WHAT IS NEEDED
Find the line that contains "Each instance of the parked"; then retype it and each line after it, exactly, through the final line of the data below.

RECORDS
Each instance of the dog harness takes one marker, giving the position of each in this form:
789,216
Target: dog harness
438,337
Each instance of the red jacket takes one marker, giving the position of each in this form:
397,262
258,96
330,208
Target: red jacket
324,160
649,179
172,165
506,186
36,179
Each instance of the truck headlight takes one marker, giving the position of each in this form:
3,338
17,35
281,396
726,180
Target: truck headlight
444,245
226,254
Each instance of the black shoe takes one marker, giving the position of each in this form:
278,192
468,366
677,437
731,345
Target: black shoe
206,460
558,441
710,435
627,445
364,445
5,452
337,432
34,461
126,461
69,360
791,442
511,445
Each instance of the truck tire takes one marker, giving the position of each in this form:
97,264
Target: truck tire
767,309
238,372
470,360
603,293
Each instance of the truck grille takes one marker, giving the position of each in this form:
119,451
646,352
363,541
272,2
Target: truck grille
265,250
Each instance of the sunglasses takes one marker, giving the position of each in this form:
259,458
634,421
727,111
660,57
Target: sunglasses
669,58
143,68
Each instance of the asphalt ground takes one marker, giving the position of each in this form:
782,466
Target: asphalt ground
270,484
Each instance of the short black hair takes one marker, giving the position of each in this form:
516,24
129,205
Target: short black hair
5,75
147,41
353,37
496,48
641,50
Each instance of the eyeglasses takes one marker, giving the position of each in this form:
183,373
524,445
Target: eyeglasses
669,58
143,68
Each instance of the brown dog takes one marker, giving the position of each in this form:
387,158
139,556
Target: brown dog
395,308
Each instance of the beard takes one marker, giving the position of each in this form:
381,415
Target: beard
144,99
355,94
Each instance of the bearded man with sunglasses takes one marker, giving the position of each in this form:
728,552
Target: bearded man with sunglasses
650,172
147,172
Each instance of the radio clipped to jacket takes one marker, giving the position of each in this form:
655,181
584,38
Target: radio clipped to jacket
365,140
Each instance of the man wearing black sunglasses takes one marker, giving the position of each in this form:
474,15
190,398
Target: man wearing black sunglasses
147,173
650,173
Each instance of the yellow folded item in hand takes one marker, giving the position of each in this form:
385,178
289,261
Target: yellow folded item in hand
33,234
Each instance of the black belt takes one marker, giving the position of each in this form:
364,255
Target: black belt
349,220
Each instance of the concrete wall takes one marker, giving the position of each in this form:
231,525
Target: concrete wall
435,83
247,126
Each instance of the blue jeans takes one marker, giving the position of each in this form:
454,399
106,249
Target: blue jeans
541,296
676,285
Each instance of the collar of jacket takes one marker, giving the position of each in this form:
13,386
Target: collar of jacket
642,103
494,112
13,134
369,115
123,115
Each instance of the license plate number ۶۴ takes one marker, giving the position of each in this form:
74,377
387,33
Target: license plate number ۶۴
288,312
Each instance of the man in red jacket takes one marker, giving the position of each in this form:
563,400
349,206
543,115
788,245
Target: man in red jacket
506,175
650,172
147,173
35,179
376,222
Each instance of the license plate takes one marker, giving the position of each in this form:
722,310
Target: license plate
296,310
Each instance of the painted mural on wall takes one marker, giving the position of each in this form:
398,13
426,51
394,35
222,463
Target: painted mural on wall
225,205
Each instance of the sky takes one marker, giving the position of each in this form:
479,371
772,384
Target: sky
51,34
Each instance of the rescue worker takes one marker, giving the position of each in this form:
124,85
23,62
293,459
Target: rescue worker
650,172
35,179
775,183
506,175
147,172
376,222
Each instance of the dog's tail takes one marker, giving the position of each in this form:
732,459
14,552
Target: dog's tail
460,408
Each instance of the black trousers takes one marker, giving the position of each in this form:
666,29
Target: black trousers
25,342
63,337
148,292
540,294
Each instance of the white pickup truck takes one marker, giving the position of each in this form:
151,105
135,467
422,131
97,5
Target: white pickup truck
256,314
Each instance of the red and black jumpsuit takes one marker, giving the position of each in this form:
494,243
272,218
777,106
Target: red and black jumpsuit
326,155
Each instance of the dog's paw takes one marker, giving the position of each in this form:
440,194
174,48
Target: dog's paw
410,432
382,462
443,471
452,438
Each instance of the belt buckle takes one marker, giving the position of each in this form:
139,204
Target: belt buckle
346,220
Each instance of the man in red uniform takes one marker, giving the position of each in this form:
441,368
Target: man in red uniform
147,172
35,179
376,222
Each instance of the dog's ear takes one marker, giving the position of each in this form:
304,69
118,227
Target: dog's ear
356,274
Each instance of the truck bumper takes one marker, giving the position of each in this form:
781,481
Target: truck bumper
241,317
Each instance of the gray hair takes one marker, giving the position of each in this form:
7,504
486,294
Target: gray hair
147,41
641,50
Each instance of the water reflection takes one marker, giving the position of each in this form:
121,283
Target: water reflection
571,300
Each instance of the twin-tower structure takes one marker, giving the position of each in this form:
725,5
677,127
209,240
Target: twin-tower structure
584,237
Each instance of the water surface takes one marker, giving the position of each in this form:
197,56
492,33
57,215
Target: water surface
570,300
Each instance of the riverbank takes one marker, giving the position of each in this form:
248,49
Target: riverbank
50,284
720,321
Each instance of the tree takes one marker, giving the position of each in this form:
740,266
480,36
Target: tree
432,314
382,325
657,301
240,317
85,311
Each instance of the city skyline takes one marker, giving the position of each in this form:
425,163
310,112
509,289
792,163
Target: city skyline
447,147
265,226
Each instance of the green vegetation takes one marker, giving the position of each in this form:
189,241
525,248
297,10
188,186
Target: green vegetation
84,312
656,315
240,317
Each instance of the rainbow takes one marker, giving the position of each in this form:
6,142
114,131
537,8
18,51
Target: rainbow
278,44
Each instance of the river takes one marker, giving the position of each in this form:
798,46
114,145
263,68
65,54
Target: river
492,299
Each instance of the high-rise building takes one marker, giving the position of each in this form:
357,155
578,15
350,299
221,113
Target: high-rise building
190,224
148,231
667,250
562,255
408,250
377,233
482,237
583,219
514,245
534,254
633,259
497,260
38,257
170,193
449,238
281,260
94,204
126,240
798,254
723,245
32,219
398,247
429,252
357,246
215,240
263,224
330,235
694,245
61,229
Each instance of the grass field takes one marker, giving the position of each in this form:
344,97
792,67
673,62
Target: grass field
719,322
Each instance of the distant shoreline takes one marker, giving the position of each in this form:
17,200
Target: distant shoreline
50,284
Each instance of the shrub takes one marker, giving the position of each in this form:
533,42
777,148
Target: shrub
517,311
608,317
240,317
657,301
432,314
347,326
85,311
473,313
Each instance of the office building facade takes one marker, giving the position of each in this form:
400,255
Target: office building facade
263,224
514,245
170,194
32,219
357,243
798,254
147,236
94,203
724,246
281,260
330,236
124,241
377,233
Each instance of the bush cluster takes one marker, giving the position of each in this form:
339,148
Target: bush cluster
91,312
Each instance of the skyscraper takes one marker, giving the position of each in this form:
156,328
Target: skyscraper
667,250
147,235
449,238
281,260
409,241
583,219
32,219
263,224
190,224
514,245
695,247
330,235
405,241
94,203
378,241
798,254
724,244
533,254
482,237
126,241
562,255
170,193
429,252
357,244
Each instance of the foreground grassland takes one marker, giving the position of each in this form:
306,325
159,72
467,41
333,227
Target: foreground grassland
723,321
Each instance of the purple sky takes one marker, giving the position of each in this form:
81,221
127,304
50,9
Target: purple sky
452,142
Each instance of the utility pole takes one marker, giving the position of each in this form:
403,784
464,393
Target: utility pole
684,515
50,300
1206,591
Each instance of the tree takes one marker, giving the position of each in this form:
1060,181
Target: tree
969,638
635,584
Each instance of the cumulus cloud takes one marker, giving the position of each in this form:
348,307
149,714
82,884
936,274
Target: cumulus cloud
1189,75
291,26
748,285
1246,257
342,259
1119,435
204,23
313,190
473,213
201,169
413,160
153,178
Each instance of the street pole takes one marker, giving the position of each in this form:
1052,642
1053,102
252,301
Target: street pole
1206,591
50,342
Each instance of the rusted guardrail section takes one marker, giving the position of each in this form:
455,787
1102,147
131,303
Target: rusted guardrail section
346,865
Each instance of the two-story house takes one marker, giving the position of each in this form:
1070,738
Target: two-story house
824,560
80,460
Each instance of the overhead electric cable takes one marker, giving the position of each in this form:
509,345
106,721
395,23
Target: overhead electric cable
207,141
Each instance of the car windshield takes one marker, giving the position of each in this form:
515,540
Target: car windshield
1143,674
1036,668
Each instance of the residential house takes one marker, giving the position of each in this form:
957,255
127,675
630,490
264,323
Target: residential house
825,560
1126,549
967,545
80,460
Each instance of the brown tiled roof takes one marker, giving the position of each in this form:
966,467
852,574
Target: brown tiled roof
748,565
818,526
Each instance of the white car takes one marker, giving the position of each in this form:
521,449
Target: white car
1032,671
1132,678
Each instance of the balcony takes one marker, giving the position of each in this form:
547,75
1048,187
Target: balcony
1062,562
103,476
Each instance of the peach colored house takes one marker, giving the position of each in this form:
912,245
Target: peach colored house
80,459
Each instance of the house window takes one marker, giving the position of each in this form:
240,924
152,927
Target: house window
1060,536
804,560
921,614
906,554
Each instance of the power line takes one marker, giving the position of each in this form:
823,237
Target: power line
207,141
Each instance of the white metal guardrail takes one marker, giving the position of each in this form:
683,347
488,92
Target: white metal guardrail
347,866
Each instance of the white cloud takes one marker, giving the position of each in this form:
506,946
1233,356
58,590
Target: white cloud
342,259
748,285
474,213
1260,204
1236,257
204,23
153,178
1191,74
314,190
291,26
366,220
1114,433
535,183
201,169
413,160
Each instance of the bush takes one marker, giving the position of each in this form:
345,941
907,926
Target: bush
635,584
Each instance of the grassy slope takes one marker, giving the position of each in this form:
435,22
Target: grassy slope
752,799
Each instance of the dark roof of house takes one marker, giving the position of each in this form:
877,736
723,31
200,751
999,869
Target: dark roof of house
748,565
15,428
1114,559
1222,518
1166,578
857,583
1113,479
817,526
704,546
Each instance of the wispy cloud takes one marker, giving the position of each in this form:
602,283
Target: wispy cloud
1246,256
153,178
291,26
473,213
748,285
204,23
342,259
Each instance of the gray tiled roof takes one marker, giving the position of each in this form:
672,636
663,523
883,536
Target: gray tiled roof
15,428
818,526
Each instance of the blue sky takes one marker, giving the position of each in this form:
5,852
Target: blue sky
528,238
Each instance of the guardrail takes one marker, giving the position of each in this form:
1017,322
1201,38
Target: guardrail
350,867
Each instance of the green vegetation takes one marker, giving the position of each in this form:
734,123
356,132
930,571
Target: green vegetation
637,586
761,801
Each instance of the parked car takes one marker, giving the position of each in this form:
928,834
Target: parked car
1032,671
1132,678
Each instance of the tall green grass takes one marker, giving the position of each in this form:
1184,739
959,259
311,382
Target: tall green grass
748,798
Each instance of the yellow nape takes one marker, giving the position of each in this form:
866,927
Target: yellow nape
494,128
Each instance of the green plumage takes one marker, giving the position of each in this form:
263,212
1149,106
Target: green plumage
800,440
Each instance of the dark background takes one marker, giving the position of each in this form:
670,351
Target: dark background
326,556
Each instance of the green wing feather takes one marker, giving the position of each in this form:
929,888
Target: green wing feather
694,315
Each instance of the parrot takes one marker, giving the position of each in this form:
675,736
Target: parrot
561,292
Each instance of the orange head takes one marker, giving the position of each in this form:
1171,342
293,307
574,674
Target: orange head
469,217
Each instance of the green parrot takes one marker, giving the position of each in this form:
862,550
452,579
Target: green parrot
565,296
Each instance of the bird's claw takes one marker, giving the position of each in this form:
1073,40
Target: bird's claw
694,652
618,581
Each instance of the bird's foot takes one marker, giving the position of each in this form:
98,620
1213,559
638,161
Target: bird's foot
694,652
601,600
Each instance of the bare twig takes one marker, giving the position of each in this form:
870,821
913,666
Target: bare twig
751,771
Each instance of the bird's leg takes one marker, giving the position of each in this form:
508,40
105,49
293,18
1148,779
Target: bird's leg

ANSWER TO THIS EXERCISE
Each instance of the parked car takes one marker, giving the position of each in this form:
928,834
Target: parked car
1032,671
1132,678
Each instance of the tall green grass takes one marker, giving the position of each in this form:
1184,739
959,259
311,382
Target: tall green grass
748,798
Each instance of the yellow nape takes one marker, giving the position of each in this form:
866,927
Target: yellow nape
494,128
Each instance of the green plumage takes one marker, giving the position of each in this form:
263,212
1149,106
Target: green plumage
800,440
Each instance of the dark background takes one marker, giving the position of each in this form:
670,351
Target: dark background
326,556
Each instance of the green wing feather takes one marker, giving the position of each in this form:
929,888
Target: green wing feather
694,315
Each instance of the parrot takes one marker, giving the position of each in this form:
675,736
Target: parrot
561,292
Each instance of the orange head takes one marker, giving the position of each in this form:
1171,342
293,307
574,674
Target: orange head
469,217
Each instance of the green parrot takes one marker, giving the position of each in this form:
862,550
452,579
Target: green parrot
565,296
Each instance of the bird's claw takes one marker, giving the position of each in this form:
1073,40
Target: bird's claw
694,652
618,581
Each instance of the bird's foot takes one marker, giving the position of each in this form:
98,620
1213,559
638,161
Target: bird's foot
694,652
601,600
Each instance of the bare twig takes one marker, giving the position of each in this form:
870,821
913,666
Target: bare twig
751,771
Each instance of the bird's leg takes one marker, giving the position of each in this form:
508,40
105,49
293,18
1148,779
Target: bird's leg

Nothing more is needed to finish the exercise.